■ **Provided records**
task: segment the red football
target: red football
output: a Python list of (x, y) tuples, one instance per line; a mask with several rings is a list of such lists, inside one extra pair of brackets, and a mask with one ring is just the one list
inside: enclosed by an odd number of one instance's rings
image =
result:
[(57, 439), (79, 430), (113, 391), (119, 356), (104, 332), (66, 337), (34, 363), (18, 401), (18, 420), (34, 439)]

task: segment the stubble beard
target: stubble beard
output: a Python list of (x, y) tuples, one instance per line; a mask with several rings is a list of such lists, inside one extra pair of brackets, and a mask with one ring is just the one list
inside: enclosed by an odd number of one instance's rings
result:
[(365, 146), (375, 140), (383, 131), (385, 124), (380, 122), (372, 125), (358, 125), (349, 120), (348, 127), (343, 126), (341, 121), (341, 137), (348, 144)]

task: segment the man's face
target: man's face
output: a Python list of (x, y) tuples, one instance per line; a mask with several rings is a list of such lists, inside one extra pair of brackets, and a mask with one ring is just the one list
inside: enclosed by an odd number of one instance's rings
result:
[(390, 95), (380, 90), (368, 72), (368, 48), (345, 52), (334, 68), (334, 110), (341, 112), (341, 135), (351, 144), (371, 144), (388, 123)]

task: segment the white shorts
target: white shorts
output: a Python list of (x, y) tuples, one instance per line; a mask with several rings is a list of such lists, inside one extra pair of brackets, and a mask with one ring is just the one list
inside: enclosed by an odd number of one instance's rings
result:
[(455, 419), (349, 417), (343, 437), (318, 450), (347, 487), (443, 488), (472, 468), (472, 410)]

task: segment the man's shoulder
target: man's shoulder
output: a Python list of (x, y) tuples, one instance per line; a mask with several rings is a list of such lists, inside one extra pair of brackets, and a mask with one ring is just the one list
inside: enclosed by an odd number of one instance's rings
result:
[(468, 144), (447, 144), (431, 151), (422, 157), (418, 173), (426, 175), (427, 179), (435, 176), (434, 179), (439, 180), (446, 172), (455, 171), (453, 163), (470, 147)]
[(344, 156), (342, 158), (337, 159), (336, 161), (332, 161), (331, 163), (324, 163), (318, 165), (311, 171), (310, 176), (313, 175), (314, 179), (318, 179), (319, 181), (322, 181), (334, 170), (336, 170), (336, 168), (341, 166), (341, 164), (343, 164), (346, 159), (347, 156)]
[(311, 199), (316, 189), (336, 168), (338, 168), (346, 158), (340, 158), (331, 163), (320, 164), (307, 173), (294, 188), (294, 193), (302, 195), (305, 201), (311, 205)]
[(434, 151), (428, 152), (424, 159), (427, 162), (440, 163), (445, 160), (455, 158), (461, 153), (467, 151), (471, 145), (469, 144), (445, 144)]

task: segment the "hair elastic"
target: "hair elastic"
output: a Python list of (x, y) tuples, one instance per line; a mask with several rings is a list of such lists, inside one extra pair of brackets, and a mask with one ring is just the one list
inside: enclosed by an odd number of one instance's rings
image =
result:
...
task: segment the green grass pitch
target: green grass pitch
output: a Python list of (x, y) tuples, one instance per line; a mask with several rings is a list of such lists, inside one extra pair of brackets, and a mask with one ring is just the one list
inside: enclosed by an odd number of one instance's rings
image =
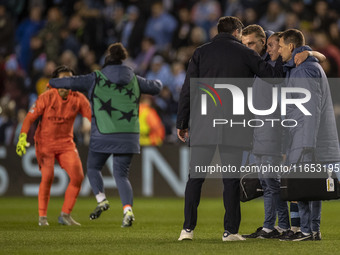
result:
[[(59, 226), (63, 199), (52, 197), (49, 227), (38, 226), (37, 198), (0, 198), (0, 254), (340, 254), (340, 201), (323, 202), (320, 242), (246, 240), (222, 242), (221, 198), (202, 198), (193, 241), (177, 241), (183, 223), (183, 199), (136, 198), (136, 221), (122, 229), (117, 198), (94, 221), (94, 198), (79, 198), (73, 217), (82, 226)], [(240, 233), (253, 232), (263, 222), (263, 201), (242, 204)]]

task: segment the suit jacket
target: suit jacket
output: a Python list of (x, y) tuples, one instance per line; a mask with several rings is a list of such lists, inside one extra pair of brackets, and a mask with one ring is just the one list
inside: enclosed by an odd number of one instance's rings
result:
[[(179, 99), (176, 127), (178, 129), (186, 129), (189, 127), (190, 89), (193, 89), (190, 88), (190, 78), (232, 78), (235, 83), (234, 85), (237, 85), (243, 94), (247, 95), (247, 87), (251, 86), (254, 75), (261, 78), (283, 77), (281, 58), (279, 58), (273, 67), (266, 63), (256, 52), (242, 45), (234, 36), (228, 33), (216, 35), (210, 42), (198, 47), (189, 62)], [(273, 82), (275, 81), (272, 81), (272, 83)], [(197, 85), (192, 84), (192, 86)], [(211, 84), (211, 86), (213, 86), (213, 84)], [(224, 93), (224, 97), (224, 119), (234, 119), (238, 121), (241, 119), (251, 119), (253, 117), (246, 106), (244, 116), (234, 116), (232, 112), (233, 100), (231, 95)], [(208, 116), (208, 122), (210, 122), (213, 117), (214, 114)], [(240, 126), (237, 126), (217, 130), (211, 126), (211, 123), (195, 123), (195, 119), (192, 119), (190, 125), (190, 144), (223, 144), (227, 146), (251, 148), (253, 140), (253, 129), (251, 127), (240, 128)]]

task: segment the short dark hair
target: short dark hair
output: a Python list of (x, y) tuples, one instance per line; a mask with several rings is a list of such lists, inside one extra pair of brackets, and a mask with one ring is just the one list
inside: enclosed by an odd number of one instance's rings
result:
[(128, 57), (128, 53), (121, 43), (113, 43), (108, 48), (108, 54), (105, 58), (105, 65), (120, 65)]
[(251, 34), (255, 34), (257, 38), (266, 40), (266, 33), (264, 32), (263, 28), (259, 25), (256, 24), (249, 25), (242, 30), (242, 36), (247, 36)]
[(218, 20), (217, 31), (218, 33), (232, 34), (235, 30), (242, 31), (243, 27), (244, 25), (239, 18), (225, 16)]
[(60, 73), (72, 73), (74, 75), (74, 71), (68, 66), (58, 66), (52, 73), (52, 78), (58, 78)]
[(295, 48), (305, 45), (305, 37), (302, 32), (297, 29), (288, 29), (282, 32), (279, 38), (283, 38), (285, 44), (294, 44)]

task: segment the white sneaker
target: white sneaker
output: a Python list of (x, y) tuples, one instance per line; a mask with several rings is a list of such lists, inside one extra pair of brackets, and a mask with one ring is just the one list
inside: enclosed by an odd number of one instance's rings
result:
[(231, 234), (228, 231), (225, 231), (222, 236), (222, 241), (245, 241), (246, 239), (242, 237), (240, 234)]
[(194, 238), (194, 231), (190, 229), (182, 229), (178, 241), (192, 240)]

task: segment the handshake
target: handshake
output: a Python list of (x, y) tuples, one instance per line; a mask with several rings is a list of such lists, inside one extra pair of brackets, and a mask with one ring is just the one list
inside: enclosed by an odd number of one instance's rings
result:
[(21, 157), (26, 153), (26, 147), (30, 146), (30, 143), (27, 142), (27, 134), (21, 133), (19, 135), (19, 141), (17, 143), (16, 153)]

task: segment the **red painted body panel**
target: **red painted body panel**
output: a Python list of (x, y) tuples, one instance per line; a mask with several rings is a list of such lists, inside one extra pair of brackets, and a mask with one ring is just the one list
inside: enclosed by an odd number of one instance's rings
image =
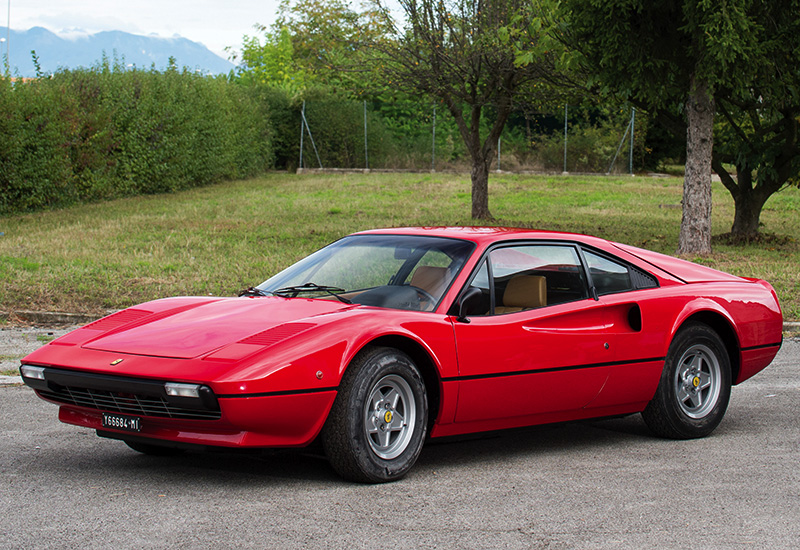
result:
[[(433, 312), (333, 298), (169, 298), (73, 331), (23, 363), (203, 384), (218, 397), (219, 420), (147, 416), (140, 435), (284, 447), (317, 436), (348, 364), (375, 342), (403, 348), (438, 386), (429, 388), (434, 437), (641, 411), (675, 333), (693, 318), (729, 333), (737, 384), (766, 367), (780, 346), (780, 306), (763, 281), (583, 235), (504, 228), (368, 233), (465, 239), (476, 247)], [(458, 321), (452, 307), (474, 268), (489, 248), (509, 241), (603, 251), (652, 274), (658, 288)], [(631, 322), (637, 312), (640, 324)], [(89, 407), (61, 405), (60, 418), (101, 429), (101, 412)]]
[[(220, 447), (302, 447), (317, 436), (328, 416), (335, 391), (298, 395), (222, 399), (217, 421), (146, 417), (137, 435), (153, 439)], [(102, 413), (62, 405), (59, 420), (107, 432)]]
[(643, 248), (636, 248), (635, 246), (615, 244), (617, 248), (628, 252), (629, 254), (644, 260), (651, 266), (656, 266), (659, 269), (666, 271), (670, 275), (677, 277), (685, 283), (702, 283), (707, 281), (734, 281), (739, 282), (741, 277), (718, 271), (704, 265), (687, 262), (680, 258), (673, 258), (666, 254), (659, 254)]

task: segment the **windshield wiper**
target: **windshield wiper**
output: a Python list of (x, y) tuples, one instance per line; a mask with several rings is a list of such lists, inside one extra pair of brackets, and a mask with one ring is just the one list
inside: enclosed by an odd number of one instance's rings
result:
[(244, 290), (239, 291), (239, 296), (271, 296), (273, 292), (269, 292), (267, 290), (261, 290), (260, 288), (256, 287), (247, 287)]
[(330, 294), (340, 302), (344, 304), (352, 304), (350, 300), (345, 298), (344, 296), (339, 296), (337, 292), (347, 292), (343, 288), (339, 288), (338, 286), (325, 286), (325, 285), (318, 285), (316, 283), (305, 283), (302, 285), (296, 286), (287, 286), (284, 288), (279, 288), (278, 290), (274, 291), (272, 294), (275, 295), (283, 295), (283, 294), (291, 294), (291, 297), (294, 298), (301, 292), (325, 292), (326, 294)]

■ **What the task asks**
State how many lines in the records above contain the word "body". Give nothing but the number.

■ **Expected answer**
2